#### Trecho para leitura ####

Alegria Particular - por Thiago Terenzi
17:10 postado por Thiago Terenzi
A felicidade, por exemplo, me vem em gotas. Eu, que não sou bobo, guardo todas na palma da mão. Alegro-me nas gotas pequenas – e essa alegria é maior que todas as outras. É que vem de dentro e é tão simples e curta e intensa e contida – é como o sorriso ácido de quando se lê Machado de Assis.
Hoje, por exemplo, sorri de alegria instantânea – dessas que duram apenas milésimos de segundos – um sorriso quase sem motivo. É que é bom conseguir capturar o instante e congela-lo. É que alegria instantânea é tão rápida que só se torna alegre na lembrança. E eu ri por motivo bobo: porque decidi fazer desse texto algo estranho (adoro tudo o que me é estranho). É que tanto faz colocar o ponto final aqui ou nas próximas linhas – o que precisava ser dito já foi.
Estou sozinho em casa e a solidão me alegra os ouvidos. Todos se foram; eu fiquei. E estar só, às vezes, é experiência transcendental. É quase um louvor sabe-se lá a quem. É a felicidade inconseqüente – e é tão sublime que quase parece tristeza. Mas não é! descobri há pouco: não é!

#### Registros do conjunto ####

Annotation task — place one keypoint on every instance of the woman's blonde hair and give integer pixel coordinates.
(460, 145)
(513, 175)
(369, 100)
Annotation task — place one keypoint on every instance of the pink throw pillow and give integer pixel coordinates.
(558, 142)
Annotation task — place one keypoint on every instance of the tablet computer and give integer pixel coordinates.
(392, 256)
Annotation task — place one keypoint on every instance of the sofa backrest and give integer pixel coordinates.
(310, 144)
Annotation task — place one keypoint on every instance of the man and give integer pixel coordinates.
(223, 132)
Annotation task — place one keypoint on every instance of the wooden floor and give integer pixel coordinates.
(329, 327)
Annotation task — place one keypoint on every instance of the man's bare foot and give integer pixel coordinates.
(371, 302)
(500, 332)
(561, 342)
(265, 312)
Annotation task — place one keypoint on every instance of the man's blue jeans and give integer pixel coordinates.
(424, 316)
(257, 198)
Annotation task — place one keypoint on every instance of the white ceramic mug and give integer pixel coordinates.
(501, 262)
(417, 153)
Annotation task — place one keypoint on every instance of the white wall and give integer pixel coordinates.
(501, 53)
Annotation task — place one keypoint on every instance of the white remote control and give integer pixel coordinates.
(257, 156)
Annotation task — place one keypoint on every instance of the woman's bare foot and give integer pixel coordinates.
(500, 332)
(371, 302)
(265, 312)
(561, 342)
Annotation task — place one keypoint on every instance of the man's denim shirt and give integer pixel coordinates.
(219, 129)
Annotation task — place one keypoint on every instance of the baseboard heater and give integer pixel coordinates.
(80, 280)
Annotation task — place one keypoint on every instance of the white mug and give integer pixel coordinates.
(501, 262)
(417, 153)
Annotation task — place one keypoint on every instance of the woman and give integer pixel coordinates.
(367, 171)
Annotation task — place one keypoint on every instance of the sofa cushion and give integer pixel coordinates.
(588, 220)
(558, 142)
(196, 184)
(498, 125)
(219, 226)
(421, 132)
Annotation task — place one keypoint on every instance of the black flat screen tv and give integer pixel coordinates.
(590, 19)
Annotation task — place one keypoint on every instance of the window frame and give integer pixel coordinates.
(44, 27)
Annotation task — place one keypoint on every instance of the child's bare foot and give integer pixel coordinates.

####

## Objetivo
Diga se cada afirmação abaixo está de acordo com o texto sobre a alegria, respondendo sim ou não e citando literalmente as palavras do texto que decidem a resposta. 1. Quem escreve afirma estar sozinho em casa. 2. Segundo o texto, a alegria instantânea dura várias horas. 3. O texto afirma que a felicidade descrita é tristeza.

## Resultado
1. Sim: "Estou sozinho em casa e a solidão me alegra os ouvidos."
2. Não: "dessas que duram apenas milésimos de segundos"
3. Não: "é tão sublime que quase parece tristeza. Mas não é!"